━━━━━ Raw records ━━━━━

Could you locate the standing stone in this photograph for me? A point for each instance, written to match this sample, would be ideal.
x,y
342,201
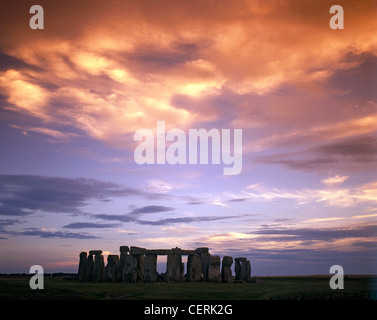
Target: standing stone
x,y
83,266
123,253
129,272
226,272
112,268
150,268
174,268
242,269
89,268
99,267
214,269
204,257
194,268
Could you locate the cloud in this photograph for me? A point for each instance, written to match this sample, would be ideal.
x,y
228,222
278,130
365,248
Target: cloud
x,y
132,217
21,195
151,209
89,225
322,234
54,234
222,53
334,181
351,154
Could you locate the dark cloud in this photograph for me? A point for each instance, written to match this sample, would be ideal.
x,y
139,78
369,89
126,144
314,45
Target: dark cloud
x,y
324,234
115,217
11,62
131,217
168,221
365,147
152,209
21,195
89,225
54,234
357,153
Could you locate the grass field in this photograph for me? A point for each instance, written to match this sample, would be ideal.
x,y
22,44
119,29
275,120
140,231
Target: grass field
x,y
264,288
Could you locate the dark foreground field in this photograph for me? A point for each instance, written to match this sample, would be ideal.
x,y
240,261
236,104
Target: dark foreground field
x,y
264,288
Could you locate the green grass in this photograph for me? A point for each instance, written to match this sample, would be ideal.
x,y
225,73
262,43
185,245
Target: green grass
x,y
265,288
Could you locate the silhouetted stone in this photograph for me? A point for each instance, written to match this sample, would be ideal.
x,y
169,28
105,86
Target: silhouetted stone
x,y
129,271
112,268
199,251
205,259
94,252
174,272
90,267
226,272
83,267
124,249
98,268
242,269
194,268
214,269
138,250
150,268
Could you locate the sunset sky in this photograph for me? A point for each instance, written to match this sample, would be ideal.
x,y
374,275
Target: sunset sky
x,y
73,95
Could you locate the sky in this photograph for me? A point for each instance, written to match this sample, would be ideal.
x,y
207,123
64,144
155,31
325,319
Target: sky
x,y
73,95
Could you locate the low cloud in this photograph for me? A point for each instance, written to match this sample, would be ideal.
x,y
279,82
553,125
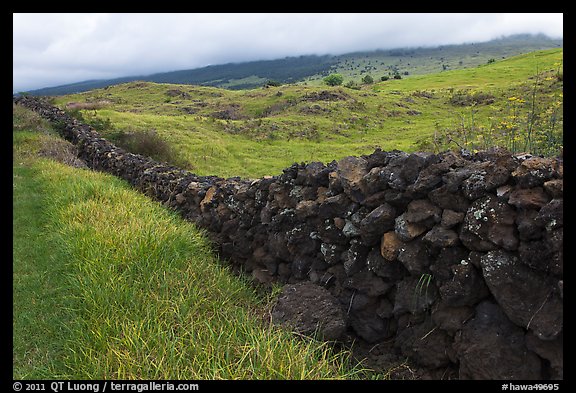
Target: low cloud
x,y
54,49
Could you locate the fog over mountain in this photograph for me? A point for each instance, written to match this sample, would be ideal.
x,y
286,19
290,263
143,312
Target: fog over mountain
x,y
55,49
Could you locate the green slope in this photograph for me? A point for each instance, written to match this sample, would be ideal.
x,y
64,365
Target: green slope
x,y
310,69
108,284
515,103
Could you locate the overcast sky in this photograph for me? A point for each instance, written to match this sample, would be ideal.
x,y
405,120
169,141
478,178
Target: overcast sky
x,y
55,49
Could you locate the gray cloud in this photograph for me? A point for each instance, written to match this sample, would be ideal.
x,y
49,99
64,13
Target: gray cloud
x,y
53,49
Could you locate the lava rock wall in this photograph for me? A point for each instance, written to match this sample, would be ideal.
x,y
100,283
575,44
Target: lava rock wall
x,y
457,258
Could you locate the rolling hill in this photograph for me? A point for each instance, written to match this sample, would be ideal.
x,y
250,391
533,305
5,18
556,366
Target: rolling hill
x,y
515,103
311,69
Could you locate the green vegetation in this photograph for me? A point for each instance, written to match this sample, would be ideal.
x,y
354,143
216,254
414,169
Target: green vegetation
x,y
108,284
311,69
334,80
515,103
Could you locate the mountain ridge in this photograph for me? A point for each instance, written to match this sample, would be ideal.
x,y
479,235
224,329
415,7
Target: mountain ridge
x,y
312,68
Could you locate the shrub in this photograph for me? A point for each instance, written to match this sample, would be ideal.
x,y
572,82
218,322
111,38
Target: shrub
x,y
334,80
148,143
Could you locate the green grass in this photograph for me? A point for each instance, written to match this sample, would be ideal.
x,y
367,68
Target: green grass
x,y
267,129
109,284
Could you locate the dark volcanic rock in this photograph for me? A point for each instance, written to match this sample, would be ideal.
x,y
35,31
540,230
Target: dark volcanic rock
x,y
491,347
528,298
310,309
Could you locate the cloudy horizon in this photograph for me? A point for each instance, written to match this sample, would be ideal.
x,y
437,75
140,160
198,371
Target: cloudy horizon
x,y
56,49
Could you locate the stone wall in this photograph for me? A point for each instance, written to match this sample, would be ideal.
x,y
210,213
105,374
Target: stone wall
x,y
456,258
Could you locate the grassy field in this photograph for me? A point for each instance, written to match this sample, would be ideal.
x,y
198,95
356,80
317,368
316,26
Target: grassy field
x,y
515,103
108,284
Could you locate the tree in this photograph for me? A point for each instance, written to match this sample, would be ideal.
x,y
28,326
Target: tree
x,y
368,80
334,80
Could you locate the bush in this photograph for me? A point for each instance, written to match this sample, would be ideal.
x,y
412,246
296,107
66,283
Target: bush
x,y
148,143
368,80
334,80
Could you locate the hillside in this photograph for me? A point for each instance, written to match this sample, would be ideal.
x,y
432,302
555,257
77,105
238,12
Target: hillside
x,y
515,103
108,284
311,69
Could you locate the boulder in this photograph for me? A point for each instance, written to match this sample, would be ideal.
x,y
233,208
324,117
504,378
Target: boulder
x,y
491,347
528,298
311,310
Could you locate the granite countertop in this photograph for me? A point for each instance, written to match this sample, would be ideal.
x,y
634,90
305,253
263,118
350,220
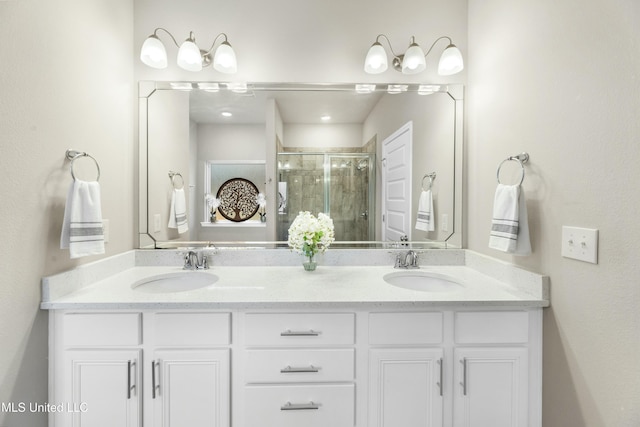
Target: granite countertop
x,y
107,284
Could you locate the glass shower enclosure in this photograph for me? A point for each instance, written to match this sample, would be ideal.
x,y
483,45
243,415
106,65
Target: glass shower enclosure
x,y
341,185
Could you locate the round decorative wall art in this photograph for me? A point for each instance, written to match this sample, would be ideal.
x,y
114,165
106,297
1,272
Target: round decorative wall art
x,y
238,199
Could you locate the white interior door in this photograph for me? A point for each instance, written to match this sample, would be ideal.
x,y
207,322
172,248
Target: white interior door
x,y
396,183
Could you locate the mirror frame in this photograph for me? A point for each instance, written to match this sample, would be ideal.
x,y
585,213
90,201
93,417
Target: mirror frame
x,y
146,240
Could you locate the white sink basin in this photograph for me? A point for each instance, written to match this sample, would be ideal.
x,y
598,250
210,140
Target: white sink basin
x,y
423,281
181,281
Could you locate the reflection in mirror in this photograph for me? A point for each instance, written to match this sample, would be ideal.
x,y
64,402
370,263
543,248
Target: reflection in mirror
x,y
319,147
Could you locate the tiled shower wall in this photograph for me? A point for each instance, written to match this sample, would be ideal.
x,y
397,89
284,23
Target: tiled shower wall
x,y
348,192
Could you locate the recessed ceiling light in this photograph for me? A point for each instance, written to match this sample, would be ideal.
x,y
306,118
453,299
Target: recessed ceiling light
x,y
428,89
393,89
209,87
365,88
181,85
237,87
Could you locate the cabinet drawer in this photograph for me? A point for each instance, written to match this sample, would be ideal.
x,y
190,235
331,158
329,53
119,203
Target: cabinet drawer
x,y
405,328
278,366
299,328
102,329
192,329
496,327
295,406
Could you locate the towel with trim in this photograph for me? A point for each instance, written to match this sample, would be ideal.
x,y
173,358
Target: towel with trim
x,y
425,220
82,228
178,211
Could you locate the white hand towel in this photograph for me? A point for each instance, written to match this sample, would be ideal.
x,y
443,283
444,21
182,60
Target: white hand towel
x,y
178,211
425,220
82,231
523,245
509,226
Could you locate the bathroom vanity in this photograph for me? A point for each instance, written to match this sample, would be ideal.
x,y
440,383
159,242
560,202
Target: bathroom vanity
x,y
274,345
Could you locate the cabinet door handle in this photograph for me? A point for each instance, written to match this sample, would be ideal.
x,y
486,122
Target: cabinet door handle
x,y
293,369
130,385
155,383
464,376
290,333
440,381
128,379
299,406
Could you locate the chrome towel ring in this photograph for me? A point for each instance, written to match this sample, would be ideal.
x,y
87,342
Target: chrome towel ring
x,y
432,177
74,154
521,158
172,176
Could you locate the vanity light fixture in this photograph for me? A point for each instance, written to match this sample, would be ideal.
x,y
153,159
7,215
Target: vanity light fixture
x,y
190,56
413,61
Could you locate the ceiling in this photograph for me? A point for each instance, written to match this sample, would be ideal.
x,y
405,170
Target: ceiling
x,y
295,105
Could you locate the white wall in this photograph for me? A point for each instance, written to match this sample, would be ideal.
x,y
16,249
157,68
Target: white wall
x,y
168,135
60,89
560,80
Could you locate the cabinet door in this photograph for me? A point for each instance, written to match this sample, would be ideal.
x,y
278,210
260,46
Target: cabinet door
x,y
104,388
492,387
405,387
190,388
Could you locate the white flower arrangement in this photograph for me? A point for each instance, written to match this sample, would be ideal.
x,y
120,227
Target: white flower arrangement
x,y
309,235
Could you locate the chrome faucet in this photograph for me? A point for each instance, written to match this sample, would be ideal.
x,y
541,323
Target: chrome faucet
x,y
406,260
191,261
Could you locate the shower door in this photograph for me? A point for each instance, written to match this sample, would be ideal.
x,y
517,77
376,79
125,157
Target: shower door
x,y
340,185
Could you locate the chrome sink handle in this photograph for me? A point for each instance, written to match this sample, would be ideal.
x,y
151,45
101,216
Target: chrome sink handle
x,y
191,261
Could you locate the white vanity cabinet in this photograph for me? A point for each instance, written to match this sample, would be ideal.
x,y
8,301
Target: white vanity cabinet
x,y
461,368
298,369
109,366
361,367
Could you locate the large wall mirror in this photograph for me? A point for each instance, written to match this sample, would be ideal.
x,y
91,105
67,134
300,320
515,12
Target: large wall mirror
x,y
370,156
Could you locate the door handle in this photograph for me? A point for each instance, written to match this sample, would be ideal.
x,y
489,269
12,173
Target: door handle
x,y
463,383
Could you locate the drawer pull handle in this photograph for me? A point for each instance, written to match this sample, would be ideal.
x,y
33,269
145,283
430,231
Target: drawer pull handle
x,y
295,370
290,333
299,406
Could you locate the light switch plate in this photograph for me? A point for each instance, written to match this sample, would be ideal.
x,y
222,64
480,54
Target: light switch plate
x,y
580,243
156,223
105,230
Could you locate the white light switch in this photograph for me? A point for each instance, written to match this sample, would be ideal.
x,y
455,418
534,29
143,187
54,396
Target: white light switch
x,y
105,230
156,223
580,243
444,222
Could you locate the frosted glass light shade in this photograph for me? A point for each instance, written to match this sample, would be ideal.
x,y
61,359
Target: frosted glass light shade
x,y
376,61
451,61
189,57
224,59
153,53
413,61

━━━━━

**Task directions:** Rewrite the entries from the line containing "Could you locate the white light" through the last line of the entries, both included. Keep the requests. Scale each answer coordinate by 0.25 and round it to a whole number, with halves rounded up. Leave the requests and their sample coordinates unchanged.

**Result of the task:**
Could you locate the white light switch in this photograph for me? A point for each instance, written to match this sample, would be ideal.
x,y
455,418
534,29
143,187
54,396
Target: white light switch
x,y
26,58
39,56
145,61
111,56
Could you locate the frosted glass light shade in this photograph for me? A point for each instance, written to match this sample, would be ideal.
x,y
61,359
Target: frosted glass light shade
x,y
94,15
113,15
47,14
56,15
38,13
103,15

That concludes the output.